**EXPLORE THE MATERIAL**.
• a. According to the Graph-RAG page, which crate powers the code relationship graph?
• b. Rewrite the Graph-RAG page from "Code is embedded" up to and including "exact keyword matching.", replacing "embedded" with "encoded".
• c. Carry the Graph-RAG documentation further, starting right after its last line.

**PAGE EXCERPT**.
----------------------------------------
Graph-RAG
Clawdius uses a Graph-RAG (Retrieval-Augmented Generation) system to provide the LLM with deep codebase context.
Overview
Graph-RAG combines two complementary approaches:
- Structural understanding via AST (Abstract Syntax Tree) parsing with tree-sitter
- Semantic search via vector embeddings stored in LanceDB
This gives the LLM both precise code structure knowledge and fuzzy semantic matching capability.
Components
AST Index (SQLite)
tree-sitter parses source files into ASTs, which are stored in a SQLite database at .clawdius/graph/index.db.
Supported languages:
| Language | Parser |
|---|---|
| Rust | tree-sitter-rust |
| Python | tree-sitter-python |
| JavaScript | tree-sitter-javascript |
| TypeScript | tree-sitter-typescript |
| Go | tree-sitter-go |
The AST index enables structural queries like "find all function definitions" or "list imports in this module."
Vector Store (LanceDB)
Code is embedded into vector representations and stored in LanceDB at .clawdius/graph/vectors.lance.
Semantic search allows queries like "find error handling patterns" or "locate database connection code" without exact keyword matching.
Graph Analysis
The petgraph crate powers the code relationship graph, tracking:
- Function call relationships
- Import/dependency chains
- Module hierarchies
- Type usage patterns
Configuration
[storage]
database_path = ".clawdius/graph/index.db"
vector_path = ".clawdius/graph/vectors.lance"
----------------------------------------
**INFORMATION SHOWN**.
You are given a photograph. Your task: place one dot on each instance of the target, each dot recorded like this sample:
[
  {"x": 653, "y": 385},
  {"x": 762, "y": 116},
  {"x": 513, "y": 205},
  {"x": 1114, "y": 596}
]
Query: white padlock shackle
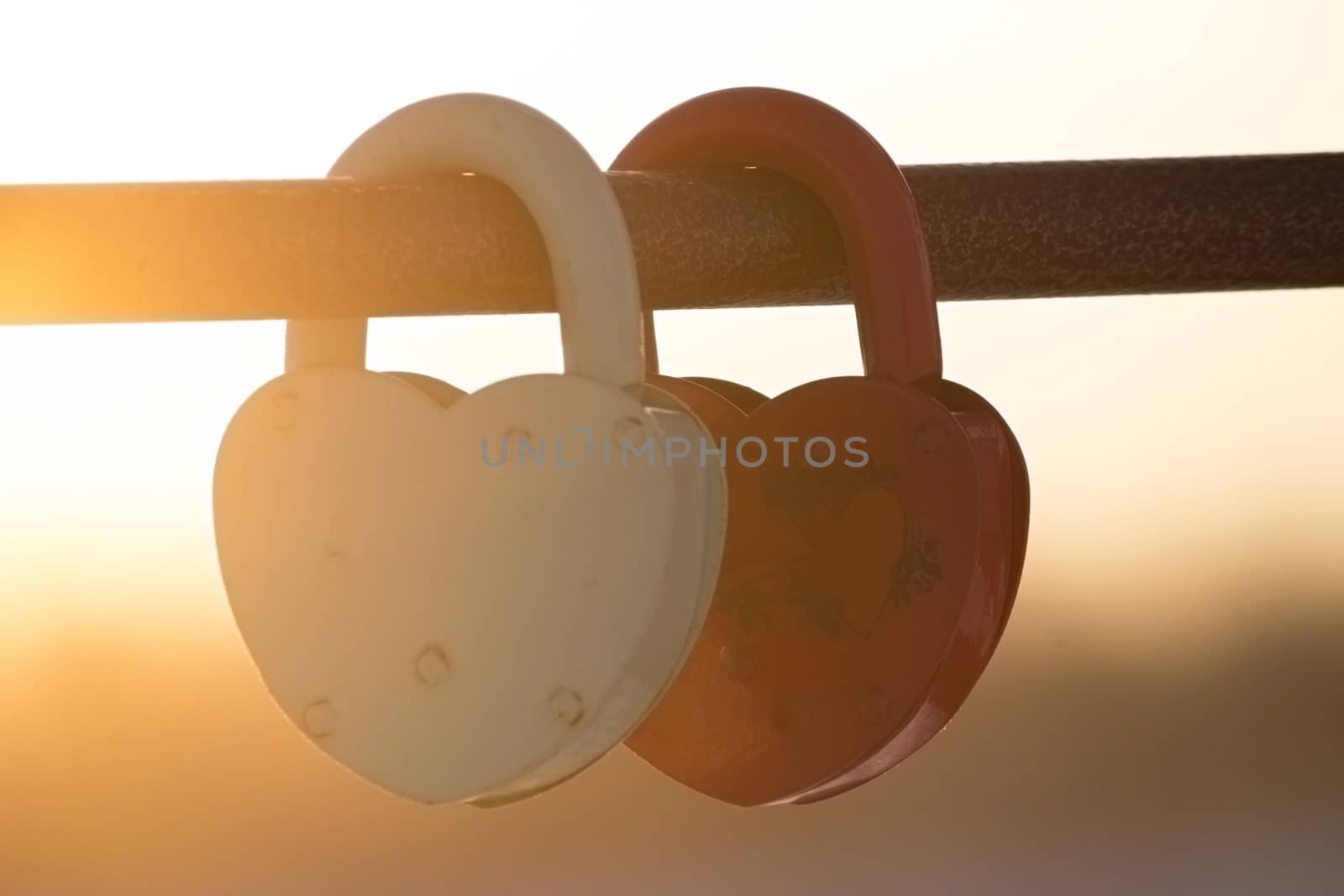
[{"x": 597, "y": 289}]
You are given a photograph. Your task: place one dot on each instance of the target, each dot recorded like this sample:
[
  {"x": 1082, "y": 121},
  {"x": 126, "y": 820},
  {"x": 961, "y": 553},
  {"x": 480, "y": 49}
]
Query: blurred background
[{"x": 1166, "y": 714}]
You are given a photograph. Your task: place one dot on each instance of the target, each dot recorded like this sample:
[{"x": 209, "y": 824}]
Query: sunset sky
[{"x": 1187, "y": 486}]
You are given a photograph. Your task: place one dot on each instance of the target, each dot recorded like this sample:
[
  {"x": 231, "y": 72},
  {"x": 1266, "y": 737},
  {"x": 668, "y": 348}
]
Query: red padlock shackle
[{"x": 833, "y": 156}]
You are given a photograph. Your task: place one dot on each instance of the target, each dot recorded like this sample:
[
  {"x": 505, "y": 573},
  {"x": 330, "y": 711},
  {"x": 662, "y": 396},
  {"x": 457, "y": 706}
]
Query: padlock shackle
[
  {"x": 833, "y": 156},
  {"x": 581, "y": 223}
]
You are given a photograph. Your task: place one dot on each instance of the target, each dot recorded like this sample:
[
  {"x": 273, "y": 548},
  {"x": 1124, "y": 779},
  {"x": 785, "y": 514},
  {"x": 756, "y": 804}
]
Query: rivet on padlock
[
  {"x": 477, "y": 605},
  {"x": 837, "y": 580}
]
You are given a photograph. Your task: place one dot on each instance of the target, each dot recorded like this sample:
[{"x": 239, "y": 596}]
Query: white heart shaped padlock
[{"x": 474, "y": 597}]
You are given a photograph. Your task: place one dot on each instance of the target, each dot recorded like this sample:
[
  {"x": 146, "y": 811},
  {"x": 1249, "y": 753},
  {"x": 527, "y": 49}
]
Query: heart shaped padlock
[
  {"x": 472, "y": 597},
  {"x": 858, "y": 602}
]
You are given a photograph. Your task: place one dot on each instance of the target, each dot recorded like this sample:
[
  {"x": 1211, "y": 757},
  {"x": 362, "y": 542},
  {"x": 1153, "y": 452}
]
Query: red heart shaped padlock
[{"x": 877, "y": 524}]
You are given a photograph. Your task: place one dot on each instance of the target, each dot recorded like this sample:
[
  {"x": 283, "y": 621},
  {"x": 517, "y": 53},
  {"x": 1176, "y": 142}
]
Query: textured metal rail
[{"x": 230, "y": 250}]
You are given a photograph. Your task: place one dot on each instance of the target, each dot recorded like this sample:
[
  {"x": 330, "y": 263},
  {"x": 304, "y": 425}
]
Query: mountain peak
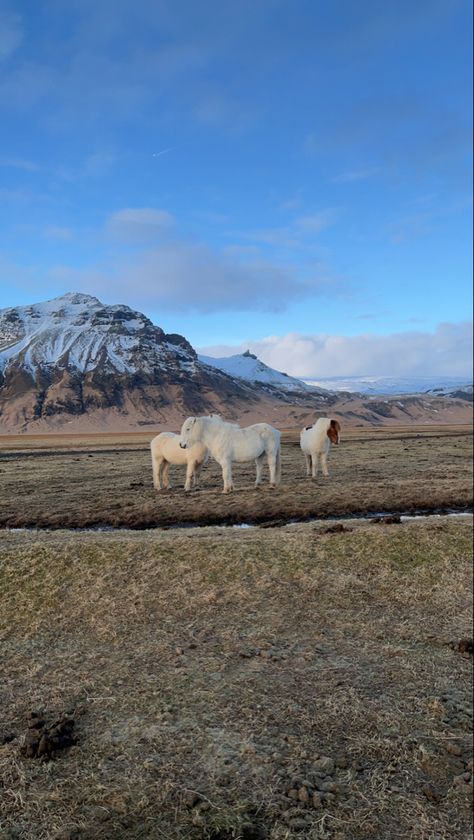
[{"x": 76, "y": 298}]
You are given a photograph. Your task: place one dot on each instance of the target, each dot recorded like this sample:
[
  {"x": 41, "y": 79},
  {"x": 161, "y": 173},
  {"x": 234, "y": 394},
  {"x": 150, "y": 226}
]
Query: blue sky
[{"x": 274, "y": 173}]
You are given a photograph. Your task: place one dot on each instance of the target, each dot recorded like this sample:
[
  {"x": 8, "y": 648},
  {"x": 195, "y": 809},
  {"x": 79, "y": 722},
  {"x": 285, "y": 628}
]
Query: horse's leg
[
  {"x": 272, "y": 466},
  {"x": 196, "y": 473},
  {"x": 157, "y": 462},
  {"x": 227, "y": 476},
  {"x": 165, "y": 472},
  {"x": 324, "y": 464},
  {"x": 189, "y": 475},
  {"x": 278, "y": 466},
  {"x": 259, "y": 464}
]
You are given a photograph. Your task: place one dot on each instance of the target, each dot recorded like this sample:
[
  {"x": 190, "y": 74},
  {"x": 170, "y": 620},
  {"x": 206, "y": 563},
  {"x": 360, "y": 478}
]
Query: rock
----------------------------------------
**ANSWERS TO THE TASKS**.
• a. The petgraph crate.

• b.
Code is encoded into vector representations and stored in LanceDB at .clawdius/graph/vectors.lance.
Semantic search allows queries like "find error handling patterns" or "locate database connection code" without exact keyword matching.

• c.
Feature Flags
Graph-RAG has two levels of activation:
| Feature | Description |
|---|---|
vector-db | Enable LanceDB vector search |
embeddings | Enable local ML embeddings (tokenizers + HuggingFace) |
local-llm | Full local inference (Candle + embeddings + vector-db) |
Indexing
Index your workspace:
# Requires vector-db feature
clawdius index .
clawdius index . --watch # Watch for changes and re-index
Context Queries
Query the indexed workspace:
# Requires vector-db feature
clawdius context "how does authentication work"
clawdius context "error handling patterns" --max-tokens 8000
Performance
Graph-RAG queries are optimized for speed:
| Operation | Target |
|---|---|
| AST parse (per file) | < 10ms |
| Vector search | < 50ms |
| Graph traversal | < 5ms |
How It Works in Practice
When you ask Clawdius a question about your codebase:
- The query is analyzed to determine what context is needed
- The AST index is queried for structural matches
- The vector store is searched for semantic matches
- Results are ranked and merged into a context window
- The context is sent to the LLM along with your question
This produces more accurate, grounded responses compared to sending raw file contents.